====== Bacaan yang Diberikan

Adrianus Meliala
Upaya keras berbagai panitia seleksi guna mencari anggota komisi-komisi atau lembaga negara yang memiliki integritas pribadi yang antikorupsi, bersih, dan jujur di masa mendatang tampaknya akan semakin sulit membuahkan hasil gemilang. Setelah beberapa kali upaya pencarian calon semacam itu dilakukan, telah muncul pola atau kecenderungan sebagai berikut.
Pertama, terdapat beberapa nama yang aktif melamar guna menjadi calon di berbagai kesempatan mengindikasikan tipisnya lapisan menengah di Indonesia yang berani "jual diri" menyangkut integritas kepribadian dan track record bersih serta jujur.
Kedua, yang banyak melamar adalah karyawan atau pejabat yang hampir atau telah pensiun. Bisa diduga, motivasi mereka adalah untuk memperpanjang aktivitas setelah purna dari pekerjaan yang lama. Bisa diduga pula, yang mereka tawarkan adalah profesionalisme dalam rangka bekerja; hal mana tidak selalu sejalan dengan kepribadian yang antikorupsi, bersih, serta jujur.
Ketiga, katakanlah mendaftar, maka cukup banyak yang bermodalkan self-acclamation (pernyataan diri sepihak) terkait dengan siapa dirinya serta bagaimana kepribadiannya. Pelamar dari tipe ini akan bertumbangan saat panitia melakukan verifikasi tentang siapa mereka sebenarnya.

============

• Soal
Tolong jawab pertanyaan berikut berdasarkan teks di atas tentang seleksi calon anggota komisi dan lembaga negara.
1. Apa yang diindikasikan oleh adanya beberapa nama yang aktif melamar di berbagai kesempatan?
2. Siapa yang banyak melamar?
3. Kapan pelamar yang bermodalkan self-acclamation akan bertumbangan?

====== Data yang Diberikan

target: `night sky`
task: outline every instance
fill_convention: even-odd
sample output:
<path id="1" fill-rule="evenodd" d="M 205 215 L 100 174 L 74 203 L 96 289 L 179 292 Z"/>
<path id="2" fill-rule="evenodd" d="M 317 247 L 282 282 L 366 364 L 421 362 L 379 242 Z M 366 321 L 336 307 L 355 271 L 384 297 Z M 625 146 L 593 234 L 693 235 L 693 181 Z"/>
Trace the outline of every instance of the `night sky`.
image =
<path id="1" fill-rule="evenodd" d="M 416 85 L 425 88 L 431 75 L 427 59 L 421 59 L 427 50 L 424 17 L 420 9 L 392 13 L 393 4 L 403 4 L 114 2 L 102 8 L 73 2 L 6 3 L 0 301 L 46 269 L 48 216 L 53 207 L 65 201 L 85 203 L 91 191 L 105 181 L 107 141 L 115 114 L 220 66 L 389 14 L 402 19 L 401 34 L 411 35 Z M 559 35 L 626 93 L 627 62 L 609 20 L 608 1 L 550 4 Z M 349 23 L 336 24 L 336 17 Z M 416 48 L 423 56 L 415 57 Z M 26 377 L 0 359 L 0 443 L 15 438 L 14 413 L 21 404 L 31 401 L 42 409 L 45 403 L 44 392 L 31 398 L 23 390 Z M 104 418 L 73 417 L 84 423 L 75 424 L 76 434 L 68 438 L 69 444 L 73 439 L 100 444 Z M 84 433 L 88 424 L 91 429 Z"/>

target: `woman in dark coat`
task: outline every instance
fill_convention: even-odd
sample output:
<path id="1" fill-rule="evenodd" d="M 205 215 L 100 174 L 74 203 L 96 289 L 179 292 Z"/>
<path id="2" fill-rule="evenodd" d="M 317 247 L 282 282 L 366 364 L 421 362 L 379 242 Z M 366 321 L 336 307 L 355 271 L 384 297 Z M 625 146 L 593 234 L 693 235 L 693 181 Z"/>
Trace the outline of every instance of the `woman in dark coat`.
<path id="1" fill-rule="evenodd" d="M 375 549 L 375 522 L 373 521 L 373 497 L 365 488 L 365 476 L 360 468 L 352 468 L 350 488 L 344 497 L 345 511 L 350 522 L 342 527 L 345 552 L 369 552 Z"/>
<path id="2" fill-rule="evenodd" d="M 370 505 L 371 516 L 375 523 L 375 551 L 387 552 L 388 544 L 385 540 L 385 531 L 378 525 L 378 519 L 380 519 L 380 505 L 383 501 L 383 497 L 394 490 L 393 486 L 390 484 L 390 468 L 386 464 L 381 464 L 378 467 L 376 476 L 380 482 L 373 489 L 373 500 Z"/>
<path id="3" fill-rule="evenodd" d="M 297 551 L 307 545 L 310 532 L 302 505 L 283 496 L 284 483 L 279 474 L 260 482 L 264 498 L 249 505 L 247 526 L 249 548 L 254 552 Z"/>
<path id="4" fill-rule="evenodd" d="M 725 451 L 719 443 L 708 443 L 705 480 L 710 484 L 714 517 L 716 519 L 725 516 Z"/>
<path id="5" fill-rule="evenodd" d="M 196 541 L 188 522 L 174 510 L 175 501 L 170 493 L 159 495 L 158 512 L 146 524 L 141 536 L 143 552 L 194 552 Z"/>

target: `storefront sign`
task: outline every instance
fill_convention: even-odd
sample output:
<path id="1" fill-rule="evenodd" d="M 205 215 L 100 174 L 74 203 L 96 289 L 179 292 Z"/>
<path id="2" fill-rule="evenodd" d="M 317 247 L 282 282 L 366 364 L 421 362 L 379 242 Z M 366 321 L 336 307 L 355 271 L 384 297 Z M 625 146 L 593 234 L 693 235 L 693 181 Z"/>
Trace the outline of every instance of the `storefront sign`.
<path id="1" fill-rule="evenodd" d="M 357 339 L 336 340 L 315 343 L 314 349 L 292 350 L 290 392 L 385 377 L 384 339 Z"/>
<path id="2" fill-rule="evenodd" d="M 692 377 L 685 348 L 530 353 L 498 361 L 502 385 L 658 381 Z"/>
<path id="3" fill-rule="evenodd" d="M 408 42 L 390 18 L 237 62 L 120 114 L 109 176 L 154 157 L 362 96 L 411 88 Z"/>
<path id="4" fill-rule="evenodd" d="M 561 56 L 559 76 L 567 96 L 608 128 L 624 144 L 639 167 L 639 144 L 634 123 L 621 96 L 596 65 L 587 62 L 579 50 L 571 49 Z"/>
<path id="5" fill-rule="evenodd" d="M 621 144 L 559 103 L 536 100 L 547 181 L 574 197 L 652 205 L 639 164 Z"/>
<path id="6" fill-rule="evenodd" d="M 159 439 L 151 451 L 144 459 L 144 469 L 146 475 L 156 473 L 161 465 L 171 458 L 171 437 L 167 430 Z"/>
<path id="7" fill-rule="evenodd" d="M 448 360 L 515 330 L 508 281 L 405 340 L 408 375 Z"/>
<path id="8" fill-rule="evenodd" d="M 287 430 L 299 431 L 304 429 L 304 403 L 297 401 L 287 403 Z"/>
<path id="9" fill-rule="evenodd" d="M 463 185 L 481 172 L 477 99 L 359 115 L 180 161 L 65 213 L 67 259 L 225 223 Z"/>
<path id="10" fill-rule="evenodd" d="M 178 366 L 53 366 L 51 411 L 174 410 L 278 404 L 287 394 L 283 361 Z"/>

============

• Penyelesaian Soal
1. Tipisnya lapisan menengah di Indonesia yang berani "jual diri" menyangkut integritas kepribadian dan track record bersih serta jujur.
2. Karyawan atau pejabat yang hampir atau telah pensiun.
3. Saat panitia melakukan verifikasi tentang siapa mereka sebenarnya.